> [Dataset items]
>> Start
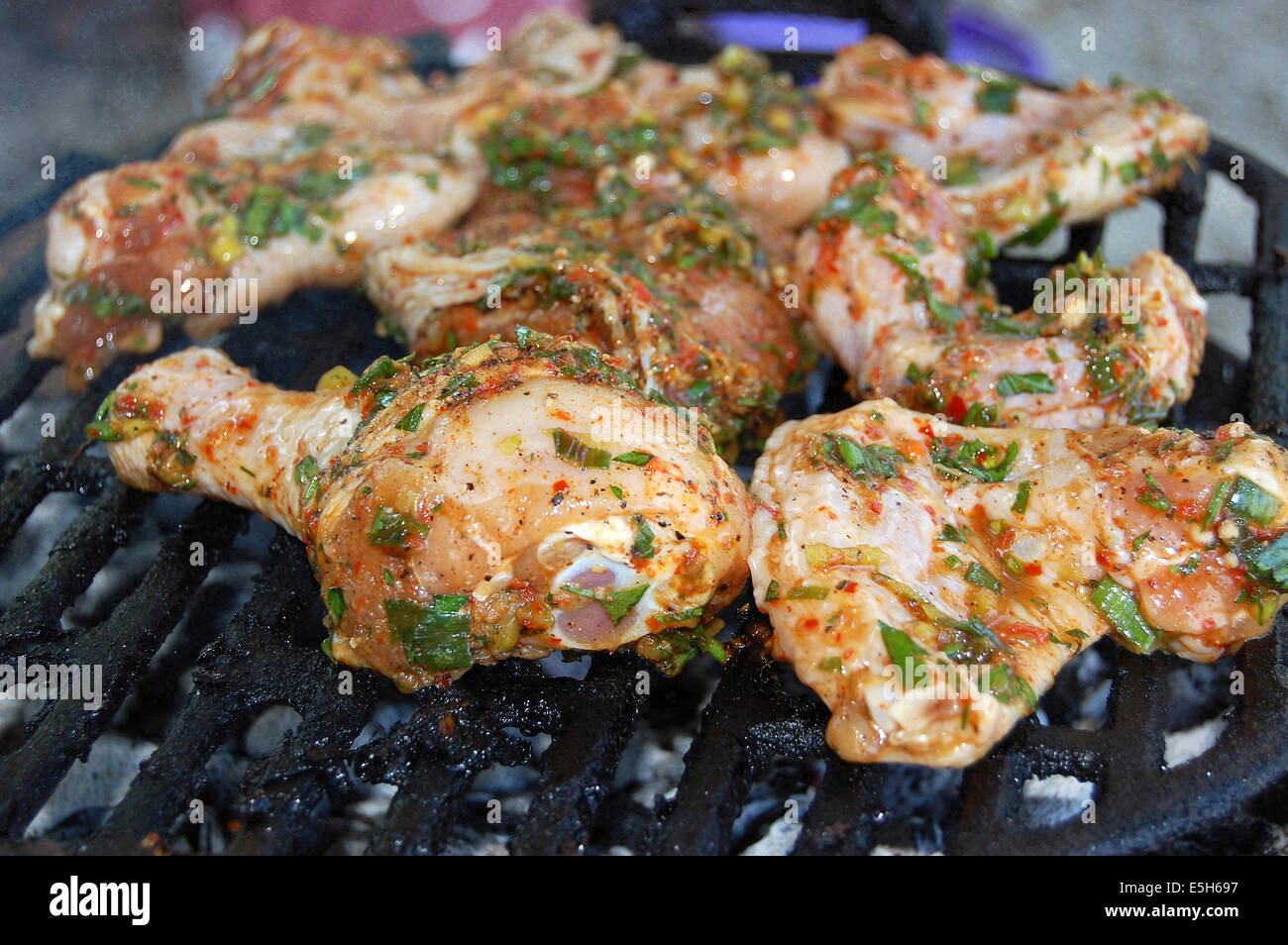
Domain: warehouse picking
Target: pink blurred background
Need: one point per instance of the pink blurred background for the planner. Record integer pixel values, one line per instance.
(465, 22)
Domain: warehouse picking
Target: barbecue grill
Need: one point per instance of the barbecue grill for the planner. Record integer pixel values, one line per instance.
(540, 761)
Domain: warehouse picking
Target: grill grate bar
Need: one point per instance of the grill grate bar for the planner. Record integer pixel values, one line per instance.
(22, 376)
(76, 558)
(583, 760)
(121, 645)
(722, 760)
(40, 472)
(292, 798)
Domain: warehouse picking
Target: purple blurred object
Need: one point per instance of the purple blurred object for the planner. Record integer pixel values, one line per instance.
>> End
>> Start
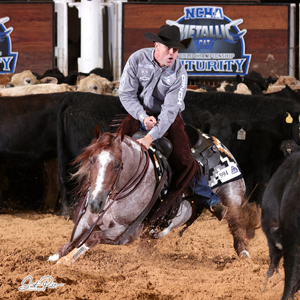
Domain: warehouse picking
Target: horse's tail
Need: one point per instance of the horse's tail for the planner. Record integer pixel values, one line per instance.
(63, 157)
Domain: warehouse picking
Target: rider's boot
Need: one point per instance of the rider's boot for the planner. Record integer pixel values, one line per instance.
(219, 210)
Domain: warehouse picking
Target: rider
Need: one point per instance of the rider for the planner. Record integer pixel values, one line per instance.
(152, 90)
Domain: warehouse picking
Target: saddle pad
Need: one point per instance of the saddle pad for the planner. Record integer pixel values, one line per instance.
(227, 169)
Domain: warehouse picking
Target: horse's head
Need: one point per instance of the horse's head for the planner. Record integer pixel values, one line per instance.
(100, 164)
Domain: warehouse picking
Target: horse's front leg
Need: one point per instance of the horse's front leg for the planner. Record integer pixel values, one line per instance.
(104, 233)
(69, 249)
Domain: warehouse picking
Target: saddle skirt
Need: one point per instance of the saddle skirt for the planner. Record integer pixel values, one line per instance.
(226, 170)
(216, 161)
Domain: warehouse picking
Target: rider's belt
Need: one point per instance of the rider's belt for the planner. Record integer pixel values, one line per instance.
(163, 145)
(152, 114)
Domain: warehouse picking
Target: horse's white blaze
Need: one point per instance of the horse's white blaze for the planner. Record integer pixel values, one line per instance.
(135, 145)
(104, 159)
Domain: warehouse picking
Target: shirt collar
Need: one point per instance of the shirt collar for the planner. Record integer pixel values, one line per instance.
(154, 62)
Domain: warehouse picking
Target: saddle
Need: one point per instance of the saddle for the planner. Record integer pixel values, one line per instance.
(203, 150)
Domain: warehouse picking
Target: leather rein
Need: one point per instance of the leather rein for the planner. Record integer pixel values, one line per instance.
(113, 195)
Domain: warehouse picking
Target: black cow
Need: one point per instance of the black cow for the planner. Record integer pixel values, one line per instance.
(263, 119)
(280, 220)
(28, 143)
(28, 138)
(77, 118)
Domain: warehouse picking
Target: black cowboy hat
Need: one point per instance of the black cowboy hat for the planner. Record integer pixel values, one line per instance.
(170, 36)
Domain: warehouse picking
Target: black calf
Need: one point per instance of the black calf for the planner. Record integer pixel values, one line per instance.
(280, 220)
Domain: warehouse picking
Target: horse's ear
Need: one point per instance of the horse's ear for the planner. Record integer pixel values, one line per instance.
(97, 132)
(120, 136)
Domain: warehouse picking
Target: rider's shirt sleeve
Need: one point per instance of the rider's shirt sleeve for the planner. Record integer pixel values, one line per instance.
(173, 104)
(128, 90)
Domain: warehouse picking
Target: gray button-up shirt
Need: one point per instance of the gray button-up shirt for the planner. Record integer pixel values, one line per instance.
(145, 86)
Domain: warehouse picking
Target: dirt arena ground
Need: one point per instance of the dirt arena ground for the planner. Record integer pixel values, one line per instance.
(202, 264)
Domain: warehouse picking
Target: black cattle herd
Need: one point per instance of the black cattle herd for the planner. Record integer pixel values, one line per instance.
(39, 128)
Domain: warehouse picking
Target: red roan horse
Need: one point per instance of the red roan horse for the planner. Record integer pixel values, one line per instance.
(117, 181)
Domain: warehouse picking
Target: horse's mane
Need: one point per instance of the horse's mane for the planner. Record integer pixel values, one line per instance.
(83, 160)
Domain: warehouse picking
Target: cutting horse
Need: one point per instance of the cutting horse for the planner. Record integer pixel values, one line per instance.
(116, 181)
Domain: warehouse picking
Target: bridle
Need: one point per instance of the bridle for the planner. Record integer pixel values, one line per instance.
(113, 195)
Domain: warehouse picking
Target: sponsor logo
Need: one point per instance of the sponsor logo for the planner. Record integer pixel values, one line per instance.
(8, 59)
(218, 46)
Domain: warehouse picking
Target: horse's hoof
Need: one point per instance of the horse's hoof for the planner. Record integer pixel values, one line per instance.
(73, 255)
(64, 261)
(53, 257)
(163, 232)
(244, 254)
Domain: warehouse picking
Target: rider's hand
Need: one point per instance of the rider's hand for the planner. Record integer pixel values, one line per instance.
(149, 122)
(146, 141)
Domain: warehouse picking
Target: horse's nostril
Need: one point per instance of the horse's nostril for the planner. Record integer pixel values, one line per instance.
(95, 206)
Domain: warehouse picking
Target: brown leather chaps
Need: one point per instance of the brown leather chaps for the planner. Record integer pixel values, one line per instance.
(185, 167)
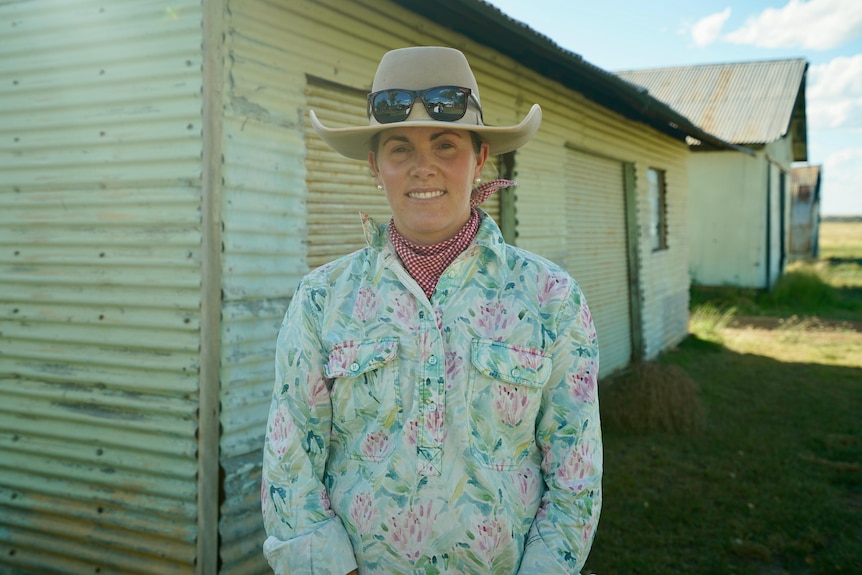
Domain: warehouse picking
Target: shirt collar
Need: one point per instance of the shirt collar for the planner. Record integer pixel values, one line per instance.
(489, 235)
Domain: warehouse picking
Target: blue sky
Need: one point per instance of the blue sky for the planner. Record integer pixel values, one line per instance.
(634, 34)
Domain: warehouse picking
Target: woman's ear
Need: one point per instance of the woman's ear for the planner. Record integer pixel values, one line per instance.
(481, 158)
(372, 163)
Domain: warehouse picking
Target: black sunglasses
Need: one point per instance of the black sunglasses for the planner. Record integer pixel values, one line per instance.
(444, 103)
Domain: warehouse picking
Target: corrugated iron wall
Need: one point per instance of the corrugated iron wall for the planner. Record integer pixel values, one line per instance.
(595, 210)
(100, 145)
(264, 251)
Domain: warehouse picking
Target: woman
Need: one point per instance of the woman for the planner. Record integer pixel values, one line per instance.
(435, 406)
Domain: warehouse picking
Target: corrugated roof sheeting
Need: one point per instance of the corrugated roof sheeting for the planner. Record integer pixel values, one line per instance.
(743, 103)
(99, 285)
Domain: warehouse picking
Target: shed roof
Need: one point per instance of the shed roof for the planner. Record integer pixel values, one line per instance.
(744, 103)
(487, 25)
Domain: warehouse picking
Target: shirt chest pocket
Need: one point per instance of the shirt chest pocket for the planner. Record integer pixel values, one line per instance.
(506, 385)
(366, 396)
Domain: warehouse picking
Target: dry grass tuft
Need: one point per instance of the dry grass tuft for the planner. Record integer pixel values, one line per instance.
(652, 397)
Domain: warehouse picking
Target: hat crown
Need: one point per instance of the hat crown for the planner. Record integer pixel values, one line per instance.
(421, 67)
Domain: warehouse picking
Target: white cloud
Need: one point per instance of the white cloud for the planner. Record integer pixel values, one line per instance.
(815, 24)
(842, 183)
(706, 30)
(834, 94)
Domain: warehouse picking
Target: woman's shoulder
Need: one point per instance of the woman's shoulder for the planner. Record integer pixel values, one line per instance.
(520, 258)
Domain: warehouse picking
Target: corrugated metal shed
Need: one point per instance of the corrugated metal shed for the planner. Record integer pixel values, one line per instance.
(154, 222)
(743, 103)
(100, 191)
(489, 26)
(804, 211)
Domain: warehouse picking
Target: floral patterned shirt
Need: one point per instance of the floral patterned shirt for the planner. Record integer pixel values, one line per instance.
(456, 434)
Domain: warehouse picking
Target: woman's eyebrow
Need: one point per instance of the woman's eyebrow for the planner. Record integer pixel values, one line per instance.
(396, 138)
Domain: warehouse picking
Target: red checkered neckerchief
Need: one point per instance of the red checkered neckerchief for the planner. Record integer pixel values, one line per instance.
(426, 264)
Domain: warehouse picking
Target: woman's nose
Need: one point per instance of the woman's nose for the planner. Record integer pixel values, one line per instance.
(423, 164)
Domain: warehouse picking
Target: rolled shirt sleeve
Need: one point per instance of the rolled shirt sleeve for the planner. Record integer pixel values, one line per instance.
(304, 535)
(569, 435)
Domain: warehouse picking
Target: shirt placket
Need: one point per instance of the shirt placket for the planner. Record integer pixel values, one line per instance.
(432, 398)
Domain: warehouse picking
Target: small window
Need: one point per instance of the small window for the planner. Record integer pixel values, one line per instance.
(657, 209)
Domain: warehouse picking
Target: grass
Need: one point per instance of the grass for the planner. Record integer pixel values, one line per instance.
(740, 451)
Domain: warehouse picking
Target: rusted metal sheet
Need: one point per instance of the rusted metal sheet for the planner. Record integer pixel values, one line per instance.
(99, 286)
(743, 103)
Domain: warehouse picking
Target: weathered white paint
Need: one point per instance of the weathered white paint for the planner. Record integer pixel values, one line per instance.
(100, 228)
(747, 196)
>> End
> [TO BE DONE] Tally the lines of the records that contain the string "grill". Give only the number.

> [RESULT OF THIS TASK] 4